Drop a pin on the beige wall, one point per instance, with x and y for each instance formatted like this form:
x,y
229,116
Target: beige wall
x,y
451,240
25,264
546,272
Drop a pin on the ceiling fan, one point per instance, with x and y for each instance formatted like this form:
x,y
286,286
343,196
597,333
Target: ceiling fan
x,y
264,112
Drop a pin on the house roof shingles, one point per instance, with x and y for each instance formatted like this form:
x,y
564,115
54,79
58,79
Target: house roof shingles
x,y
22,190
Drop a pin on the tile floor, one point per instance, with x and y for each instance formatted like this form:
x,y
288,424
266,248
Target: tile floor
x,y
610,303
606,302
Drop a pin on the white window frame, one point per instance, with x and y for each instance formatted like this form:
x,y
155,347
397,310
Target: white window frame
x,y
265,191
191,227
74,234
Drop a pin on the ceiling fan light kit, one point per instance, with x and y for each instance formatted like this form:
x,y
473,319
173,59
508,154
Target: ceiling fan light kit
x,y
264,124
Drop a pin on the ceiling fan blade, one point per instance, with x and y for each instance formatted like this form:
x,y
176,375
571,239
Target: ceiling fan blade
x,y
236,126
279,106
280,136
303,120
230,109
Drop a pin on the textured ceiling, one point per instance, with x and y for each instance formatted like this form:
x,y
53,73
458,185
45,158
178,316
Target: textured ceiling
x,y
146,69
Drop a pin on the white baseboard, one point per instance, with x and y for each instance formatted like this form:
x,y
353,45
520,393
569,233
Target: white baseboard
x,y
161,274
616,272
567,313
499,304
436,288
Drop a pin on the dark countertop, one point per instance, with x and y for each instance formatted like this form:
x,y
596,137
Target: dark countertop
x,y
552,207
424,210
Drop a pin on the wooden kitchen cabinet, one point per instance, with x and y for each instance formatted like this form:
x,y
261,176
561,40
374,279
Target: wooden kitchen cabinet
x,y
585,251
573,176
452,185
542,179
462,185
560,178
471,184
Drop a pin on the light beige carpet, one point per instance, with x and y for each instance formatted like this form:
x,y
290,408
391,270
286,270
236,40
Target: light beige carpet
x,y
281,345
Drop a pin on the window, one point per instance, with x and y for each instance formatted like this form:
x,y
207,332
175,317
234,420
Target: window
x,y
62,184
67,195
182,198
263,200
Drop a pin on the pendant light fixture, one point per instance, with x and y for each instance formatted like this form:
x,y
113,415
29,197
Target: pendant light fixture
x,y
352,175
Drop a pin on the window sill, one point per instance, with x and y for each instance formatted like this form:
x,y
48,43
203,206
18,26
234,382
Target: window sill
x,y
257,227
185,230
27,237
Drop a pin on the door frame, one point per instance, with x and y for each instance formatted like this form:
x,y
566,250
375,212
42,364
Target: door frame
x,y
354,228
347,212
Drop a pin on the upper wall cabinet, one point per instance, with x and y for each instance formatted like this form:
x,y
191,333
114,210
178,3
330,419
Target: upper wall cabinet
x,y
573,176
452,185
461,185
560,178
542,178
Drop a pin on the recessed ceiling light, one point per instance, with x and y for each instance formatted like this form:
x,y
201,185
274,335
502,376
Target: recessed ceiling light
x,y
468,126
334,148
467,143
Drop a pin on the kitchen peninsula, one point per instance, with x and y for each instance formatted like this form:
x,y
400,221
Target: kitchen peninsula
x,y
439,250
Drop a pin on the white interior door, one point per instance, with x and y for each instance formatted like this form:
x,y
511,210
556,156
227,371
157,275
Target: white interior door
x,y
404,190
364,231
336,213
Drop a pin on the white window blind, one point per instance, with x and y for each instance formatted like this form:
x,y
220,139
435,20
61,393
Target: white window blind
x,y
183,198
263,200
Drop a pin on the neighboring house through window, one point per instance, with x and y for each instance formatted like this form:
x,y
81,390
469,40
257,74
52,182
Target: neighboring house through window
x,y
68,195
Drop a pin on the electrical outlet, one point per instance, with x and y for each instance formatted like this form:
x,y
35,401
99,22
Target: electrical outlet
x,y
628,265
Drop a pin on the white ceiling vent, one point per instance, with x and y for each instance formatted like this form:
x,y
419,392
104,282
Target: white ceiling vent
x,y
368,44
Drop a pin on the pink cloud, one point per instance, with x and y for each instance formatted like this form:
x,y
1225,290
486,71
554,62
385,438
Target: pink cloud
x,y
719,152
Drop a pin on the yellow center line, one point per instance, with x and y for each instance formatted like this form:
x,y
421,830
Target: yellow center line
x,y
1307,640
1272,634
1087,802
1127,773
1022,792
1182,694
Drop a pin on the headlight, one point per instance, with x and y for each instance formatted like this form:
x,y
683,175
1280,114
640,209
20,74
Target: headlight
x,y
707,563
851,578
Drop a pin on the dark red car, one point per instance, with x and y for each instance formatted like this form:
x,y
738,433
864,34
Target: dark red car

□ □ □ □

> **Instructions for the task**: Please copy out, word for word, the part of the rows that opens with the line containing "Drop a pin on the electrical" and runs to the last line of the rows, with both of those lines included.

> **Correct response**:
Drop a pin on the electrical outlet, one point per instance, with x and y for each instance formatted like this form:
x,y
35,401
99,22
Target: electrical outlet
x,y
628,265
Drop a pin on the white ceiling vent, one point per instance, with x and y for each instance formatted like this form:
x,y
419,392
104,282
Target: white ceiling vent
x,y
368,44
Drop a pin on the pink cloud, one point per instance, with x and y for each instance formatted like this form:
x,y
1225,290
486,71
554,62
385,438
Target: pink cloud
x,y
719,152
Drop a pin on the yellow center line, one point per instance, with x and y for each instance formatted like this form:
x,y
421,830
Target: yellow center line
x,y
1307,640
1272,634
1087,802
1127,773
1022,792
1182,694
Drop a pin on the headlight, one point per instance, with x and y for each instance formatted like this form:
x,y
683,175
1280,114
640,209
20,74
Target: headlight
x,y
707,563
851,578
Drop a pin on the dark red car, one point per instance, with x and y for each instance formatted like this form:
x,y
738,433
864,34
Target: dark red car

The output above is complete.